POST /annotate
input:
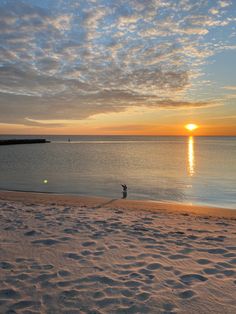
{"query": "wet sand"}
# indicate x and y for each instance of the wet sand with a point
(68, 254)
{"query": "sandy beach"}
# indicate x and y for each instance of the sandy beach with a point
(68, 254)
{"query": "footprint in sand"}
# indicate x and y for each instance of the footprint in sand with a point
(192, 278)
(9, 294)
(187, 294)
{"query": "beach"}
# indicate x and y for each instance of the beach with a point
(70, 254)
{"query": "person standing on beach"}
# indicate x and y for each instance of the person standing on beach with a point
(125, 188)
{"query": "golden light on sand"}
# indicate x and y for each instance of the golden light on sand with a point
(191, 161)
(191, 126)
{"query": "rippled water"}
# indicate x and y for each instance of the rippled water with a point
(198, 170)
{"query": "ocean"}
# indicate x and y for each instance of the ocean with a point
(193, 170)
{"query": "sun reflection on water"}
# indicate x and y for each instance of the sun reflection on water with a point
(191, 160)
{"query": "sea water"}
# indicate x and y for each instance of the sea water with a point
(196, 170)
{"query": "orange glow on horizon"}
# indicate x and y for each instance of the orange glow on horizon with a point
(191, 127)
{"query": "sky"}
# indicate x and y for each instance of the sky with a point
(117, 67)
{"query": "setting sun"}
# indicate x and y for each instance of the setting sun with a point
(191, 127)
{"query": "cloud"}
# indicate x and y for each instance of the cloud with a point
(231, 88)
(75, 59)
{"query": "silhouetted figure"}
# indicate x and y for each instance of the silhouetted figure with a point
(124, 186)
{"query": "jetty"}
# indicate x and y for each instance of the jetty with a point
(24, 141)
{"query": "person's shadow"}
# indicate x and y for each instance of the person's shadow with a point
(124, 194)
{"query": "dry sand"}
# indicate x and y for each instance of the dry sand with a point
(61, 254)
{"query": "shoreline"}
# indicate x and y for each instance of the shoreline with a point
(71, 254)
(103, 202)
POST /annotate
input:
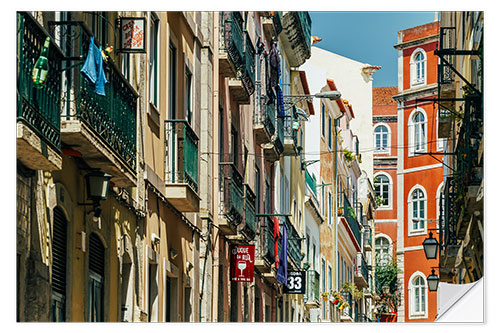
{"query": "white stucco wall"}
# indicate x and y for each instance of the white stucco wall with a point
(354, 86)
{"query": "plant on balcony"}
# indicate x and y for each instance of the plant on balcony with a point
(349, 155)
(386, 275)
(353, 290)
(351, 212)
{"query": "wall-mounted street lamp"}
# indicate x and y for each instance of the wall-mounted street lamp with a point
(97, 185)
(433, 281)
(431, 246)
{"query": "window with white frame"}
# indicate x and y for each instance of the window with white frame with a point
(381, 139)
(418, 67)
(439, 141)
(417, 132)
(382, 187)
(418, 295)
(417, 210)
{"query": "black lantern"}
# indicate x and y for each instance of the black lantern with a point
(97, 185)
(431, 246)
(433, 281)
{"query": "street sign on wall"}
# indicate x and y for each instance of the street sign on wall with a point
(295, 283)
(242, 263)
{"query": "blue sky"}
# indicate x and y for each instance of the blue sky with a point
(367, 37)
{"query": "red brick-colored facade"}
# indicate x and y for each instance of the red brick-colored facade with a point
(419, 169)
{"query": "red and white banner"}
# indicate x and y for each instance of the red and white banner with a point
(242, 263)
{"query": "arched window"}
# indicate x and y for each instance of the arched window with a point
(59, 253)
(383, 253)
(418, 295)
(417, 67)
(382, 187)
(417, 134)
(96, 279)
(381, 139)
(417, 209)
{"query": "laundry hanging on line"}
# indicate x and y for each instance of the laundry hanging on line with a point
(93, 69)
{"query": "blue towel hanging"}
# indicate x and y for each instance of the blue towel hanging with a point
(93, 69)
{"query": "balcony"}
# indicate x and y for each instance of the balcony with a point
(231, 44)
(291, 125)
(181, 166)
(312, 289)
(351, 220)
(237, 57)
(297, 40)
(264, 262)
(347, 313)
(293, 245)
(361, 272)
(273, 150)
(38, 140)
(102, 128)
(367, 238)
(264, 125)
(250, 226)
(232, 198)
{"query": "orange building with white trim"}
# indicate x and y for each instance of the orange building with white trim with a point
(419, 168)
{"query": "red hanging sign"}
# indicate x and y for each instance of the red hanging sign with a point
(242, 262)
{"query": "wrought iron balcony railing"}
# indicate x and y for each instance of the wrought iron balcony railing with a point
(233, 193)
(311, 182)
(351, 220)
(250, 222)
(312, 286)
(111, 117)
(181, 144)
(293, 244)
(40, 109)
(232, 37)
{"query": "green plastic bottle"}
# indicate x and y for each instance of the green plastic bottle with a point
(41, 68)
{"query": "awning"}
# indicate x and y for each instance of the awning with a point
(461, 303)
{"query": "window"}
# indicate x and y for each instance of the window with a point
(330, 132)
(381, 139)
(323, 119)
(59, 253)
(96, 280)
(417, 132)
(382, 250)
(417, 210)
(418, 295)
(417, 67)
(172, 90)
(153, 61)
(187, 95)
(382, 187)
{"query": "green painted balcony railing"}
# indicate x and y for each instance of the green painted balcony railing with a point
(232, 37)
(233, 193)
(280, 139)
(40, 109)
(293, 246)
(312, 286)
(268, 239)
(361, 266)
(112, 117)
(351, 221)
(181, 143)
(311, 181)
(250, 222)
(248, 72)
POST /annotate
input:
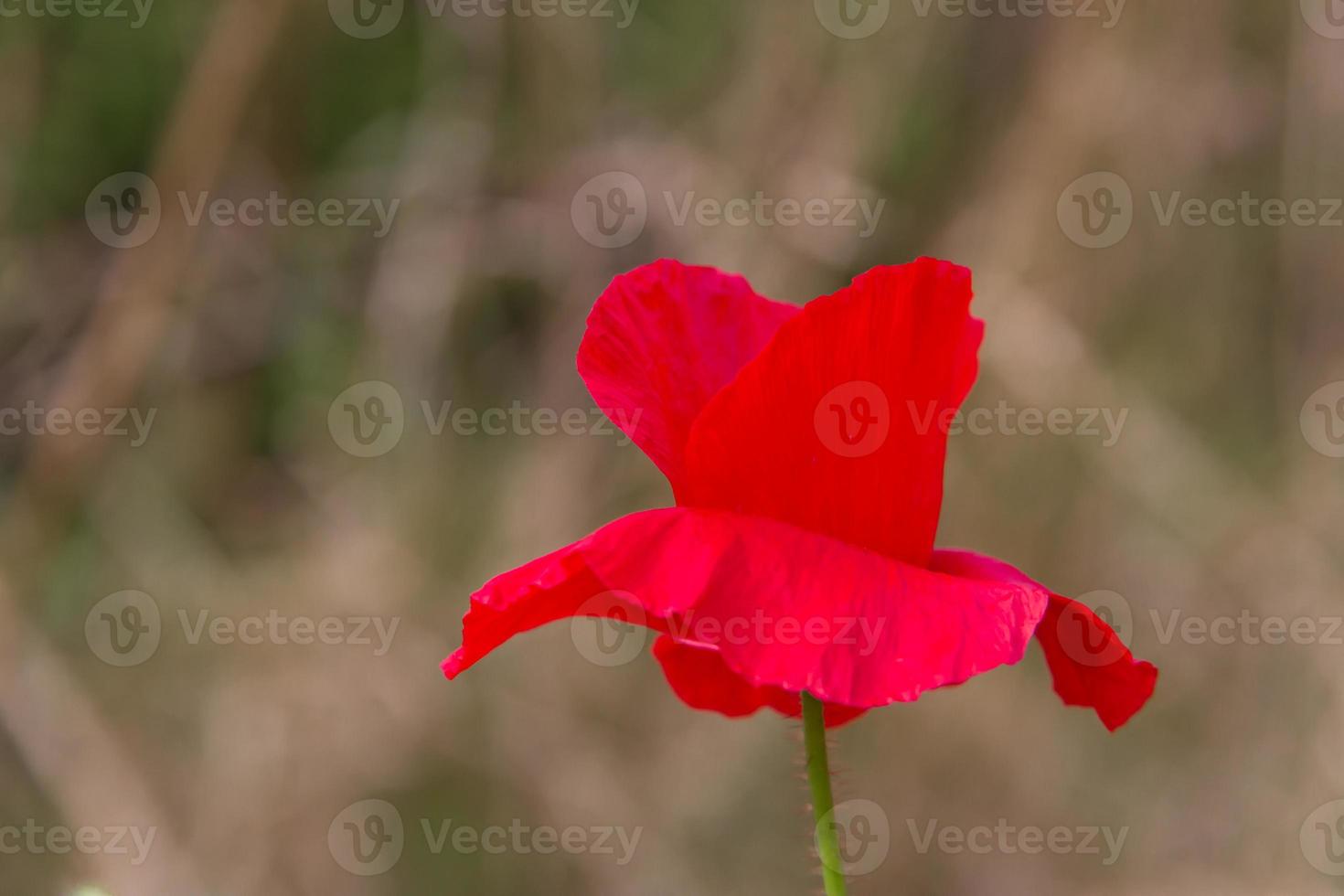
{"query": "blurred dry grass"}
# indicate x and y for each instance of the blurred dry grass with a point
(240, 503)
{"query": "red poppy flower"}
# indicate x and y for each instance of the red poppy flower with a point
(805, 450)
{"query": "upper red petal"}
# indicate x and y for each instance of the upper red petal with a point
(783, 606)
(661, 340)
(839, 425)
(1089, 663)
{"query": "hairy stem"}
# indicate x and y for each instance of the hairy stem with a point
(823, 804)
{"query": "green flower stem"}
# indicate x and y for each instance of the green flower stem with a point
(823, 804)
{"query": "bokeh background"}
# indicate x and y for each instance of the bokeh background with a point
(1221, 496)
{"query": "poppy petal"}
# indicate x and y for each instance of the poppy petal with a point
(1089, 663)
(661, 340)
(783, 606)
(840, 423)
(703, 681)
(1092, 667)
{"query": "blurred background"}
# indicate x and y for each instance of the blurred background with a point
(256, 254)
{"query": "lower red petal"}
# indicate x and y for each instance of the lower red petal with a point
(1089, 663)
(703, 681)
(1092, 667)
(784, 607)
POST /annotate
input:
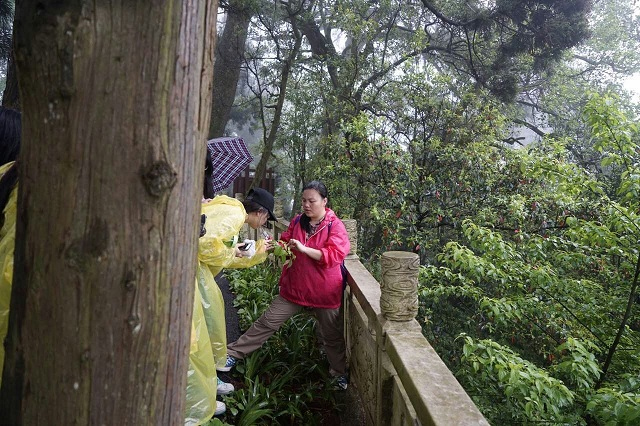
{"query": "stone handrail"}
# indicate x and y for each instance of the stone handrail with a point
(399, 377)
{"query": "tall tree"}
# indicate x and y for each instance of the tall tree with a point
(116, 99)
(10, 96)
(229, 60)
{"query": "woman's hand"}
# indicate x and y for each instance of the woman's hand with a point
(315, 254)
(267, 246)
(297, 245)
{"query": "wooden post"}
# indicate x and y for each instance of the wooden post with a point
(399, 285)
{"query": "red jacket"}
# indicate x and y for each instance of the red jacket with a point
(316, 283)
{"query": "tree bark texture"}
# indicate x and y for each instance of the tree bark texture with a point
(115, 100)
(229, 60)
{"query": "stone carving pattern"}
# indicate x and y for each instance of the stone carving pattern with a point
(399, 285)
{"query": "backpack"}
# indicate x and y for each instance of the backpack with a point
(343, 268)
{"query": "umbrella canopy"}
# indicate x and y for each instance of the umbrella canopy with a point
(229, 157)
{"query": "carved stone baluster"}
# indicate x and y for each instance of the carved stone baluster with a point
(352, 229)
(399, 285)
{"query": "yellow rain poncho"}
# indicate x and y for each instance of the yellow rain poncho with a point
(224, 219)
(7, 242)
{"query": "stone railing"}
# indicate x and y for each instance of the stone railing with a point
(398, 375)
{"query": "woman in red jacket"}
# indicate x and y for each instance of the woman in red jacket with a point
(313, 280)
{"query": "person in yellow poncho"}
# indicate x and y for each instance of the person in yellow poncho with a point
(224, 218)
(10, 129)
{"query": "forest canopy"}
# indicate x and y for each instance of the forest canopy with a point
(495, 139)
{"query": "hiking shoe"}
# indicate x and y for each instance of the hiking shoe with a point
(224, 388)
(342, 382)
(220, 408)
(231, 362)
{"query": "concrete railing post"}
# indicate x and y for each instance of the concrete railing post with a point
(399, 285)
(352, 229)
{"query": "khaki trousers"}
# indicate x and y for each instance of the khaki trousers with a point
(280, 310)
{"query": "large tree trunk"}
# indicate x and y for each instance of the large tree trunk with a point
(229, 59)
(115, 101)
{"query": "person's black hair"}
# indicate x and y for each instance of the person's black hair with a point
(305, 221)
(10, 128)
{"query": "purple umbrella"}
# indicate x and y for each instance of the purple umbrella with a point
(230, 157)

ABOUT THIS EXERCISE:
Exactly the lines from the one containing "# indicate x and y for each instance of the concrete" through the end of the records above are to be printed, and no others.

RESPONSE TO THE EXERCISE:
# indicate x and y for each instance of the concrete railing post with a point
(399, 285)
(352, 229)
{"query": "khaki trousers"}
# indicate x and y for each instance of the khaki trousers with a point
(280, 310)
{"query": "large tree trunk"}
# indicate x and y for each instance of the large tree trunk with a point
(229, 59)
(115, 101)
{"query": "person's black hair"}
# indicate x and y for each instance of the person's black hair with a point
(305, 221)
(10, 128)
{"query": "purple umbrella"}
# indicate x and y for each instance of the purple umbrella with a point
(230, 157)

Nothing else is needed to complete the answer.